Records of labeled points
━━━━━━━━
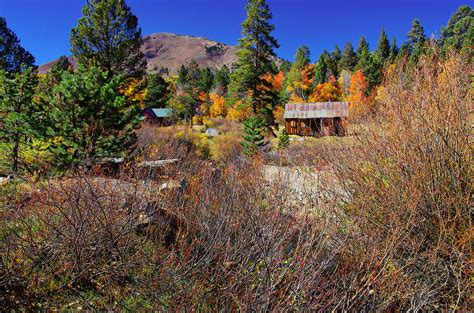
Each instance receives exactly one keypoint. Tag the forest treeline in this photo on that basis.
(103, 211)
(92, 111)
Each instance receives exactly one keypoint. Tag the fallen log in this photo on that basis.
(157, 163)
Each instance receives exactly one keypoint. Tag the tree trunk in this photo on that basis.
(16, 147)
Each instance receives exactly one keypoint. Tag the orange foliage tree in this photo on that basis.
(328, 91)
(300, 89)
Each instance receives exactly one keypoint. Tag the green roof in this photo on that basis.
(163, 112)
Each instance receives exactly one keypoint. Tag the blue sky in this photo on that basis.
(43, 26)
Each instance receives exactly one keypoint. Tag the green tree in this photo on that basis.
(416, 40)
(182, 75)
(222, 80)
(416, 34)
(393, 50)
(335, 60)
(371, 65)
(362, 46)
(383, 46)
(90, 116)
(107, 36)
(16, 109)
(283, 140)
(13, 57)
(255, 58)
(207, 80)
(253, 138)
(295, 76)
(157, 94)
(321, 71)
(348, 58)
(190, 83)
(459, 32)
(285, 67)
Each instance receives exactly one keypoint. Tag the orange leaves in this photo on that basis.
(329, 91)
(238, 112)
(134, 90)
(300, 88)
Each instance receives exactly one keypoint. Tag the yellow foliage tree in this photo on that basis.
(218, 107)
(358, 100)
(328, 91)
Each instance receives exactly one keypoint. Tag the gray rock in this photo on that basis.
(158, 163)
(212, 132)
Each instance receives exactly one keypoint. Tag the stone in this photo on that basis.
(157, 164)
(212, 132)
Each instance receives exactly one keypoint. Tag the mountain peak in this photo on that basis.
(170, 50)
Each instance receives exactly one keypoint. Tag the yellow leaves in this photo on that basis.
(218, 107)
(358, 101)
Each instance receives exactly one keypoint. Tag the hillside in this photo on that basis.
(171, 51)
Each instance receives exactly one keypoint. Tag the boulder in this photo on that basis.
(157, 164)
(212, 132)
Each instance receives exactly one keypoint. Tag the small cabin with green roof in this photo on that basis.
(316, 119)
(160, 117)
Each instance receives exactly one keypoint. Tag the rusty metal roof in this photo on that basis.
(316, 110)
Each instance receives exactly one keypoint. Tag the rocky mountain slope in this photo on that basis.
(167, 50)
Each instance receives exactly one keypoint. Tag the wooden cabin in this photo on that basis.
(316, 119)
(159, 117)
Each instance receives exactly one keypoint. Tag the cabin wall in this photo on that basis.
(315, 127)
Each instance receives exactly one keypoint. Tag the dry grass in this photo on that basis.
(393, 233)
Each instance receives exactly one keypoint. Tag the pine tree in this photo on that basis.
(321, 71)
(302, 59)
(393, 50)
(285, 67)
(348, 58)
(222, 80)
(91, 116)
(335, 60)
(182, 76)
(383, 46)
(107, 36)
(296, 77)
(253, 138)
(371, 65)
(190, 83)
(459, 32)
(157, 94)
(416, 34)
(17, 91)
(362, 46)
(207, 80)
(416, 40)
(255, 58)
(13, 57)
(283, 140)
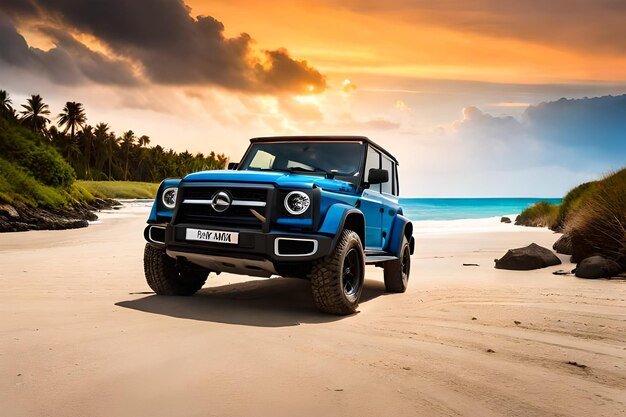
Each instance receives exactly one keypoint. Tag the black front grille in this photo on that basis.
(234, 216)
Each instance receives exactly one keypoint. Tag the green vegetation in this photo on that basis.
(592, 215)
(97, 153)
(570, 204)
(541, 214)
(598, 226)
(39, 163)
(120, 189)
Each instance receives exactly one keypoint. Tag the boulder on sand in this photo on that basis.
(532, 256)
(597, 267)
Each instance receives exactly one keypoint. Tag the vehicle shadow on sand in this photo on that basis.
(276, 302)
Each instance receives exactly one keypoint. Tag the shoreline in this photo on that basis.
(83, 335)
(20, 217)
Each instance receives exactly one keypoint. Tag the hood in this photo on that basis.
(280, 179)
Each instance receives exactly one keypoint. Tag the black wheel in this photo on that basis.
(397, 272)
(337, 279)
(166, 278)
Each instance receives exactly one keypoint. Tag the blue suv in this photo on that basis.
(311, 207)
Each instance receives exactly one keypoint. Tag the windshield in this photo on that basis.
(310, 158)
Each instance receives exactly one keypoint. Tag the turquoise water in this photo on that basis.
(466, 208)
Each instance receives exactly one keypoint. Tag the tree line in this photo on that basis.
(96, 152)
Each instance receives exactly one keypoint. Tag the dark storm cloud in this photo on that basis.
(175, 48)
(598, 122)
(68, 62)
(589, 131)
(589, 25)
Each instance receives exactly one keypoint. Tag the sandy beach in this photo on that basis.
(82, 335)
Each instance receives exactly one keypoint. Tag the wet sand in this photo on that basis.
(81, 335)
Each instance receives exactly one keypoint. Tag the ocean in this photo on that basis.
(466, 208)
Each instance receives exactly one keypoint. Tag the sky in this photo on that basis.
(481, 98)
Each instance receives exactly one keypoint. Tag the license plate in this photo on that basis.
(216, 236)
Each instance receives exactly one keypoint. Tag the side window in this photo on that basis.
(372, 162)
(396, 188)
(388, 165)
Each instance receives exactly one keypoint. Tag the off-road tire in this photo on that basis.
(397, 272)
(166, 278)
(329, 276)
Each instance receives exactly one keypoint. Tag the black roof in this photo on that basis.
(269, 139)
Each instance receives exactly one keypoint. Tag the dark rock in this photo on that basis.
(563, 245)
(532, 256)
(597, 267)
(19, 217)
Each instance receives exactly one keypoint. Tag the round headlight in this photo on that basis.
(169, 197)
(297, 202)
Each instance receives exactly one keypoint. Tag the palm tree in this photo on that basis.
(128, 138)
(5, 103)
(34, 113)
(100, 145)
(143, 141)
(86, 138)
(73, 116)
(112, 144)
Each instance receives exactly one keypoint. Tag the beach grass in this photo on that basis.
(598, 226)
(541, 214)
(120, 189)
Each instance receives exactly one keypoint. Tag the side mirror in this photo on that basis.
(378, 176)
━━━━━━━━
Starting at the line that contains "Each instance receives exactly one keypoint. Tag the round" and ending at the end of the material, write out those lines again, requests included, with every point coordinate scaled by 0.6 and rounded to a whole number, halves rounding up.

COMPLETE OUTPUT:
Each instance receives exactly one keypoint. Tag the round headlight in this photo on that basis.
(101, 118)
(178, 121)
Each instance receives exactly one keypoint. Tag the palm tree in this photo on that basis.
(77, 83)
(3, 62)
(20, 68)
(60, 87)
(86, 85)
(52, 83)
(44, 70)
(67, 86)
Each instance receives exactly one keypoint. Tag the beach grass in this photo on that basis.
(359, 136)
(325, 128)
(72, 113)
Each instance receives exactly one keypoint. Tag the side mirror in this photo on that basis.
(227, 106)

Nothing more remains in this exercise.